■ DATA PROVIDED:
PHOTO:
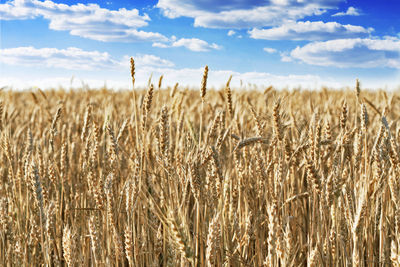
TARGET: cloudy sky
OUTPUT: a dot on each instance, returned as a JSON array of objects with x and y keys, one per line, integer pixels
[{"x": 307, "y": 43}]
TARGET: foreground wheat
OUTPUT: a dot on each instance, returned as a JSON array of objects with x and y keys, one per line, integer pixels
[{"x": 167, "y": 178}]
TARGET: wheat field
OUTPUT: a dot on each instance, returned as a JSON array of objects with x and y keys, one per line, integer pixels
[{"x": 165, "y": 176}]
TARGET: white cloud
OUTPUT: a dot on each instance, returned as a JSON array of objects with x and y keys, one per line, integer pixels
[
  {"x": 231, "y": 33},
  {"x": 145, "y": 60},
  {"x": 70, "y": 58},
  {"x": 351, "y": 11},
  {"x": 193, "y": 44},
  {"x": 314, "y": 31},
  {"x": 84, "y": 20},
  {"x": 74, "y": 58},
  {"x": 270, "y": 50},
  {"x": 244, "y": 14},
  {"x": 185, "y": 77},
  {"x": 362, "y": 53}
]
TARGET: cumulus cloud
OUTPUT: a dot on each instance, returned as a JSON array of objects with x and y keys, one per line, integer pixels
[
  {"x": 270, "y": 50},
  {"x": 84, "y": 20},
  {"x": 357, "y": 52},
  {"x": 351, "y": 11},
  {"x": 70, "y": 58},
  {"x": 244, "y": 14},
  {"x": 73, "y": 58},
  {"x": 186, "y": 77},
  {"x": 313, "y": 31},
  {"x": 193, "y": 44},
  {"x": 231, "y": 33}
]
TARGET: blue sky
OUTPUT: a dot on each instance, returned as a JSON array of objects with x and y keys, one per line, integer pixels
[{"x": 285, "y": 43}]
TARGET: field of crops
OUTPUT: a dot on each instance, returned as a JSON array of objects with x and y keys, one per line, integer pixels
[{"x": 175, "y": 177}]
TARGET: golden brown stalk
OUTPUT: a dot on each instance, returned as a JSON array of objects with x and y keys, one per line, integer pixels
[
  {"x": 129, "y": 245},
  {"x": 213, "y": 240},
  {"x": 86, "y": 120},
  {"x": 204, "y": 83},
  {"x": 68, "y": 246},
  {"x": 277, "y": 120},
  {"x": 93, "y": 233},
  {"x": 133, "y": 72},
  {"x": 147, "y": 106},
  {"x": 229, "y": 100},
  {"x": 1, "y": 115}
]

■ WHAT THE EXERCISE ASKS: A word-for-word copy of the records is needed, with no pictures carried over.

■ EXERCISE RESPONSE:
PHOTO:
TARGET: cloudy sky
OUTPUT: a dot on each instance, returned as a JSON array of objects with x and y keys, one per line, integer pixels
[{"x": 307, "y": 43}]
TARGET: foreground wheat
OUTPUT: a dot on each instance, returned as a JSON array of objects with x and y keys, one per line, integer pixels
[{"x": 167, "y": 178}]
TARGET: wheat field
OUTPUT: a dot on each instance, returned as a JSON array of objects with x and y keys, one per line, integer pixels
[{"x": 165, "y": 176}]
TARGET: white cloud
OUTPUT: a dot on each instance, returned as a JSON array of objects with x and y keys, one per line, integer pixels
[
  {"x": 231, "y": 33},
  {"x": 145, "y": 60},
  {"x": 70, "y": 58},
  {"x": 351, "y": 11},
  {"x": 193, "y": 44},
  {"x": 314, "y": 31},
  {"x": 84, "y": 20},
  {"x": 74, "y": 58},
  {"x": 270, "y": 50},
  {"x": 244, "y": 14},
  {"x": 185, "y": 77},
  {"x": 362, "y": 53}
]
TARGET: cumulus cloud
OUTPUT: a dot on each instance, returned as a JSON array of objects with x and y keys, one per line, integer pixels
[
  {"x": 270, "y": 50},
  {"x": 84, "y": 20},
  {"x": 357, "y": 52},
  {"x": 351, "y": 11},
  {"x": 70, "y": 58},
  {"x": 244, "y": 14},
  {"x": 73, "y": 58},
  {"x": 186, "y": 77},
  {"x": 313, "y": 31},
  {"x": 193, "y": 44},
  {"x": 231, "y": 33}
]
TARGET: blue sky
OUTPUT: a dot on each instance, returned as a JSON array of objects with x and y keys, one per line, integer pixels
[{"x": 285, "y": 43}]
TARGET: field of crops
OUTPUT: a dot on each instance, returned as a JSON array of objects with x and y keys, one per line, integer pixels
[{"x": 175, "y": 177}]
TARGET: golden brown stalk
OUTPUT: a dot on each instance, returned as a JSON array of objects with x and y keys, one per line, integer pixels
[
  {"x": 129, "y": 245},
  {"x": 213, "y": 240},
  {"x": 86, "y": 120},
  {"x": 204, "y": 83},
  {"x": 68, "y": 246},
  {"x": 277, "y": 120},
  {"x": 93, "y": 233},
  {"x": 133, "y": 72},
  {"x": 147, "y": 106},
  {"x": 229, "y": 100},
  {"x": 1, "y": 115}
]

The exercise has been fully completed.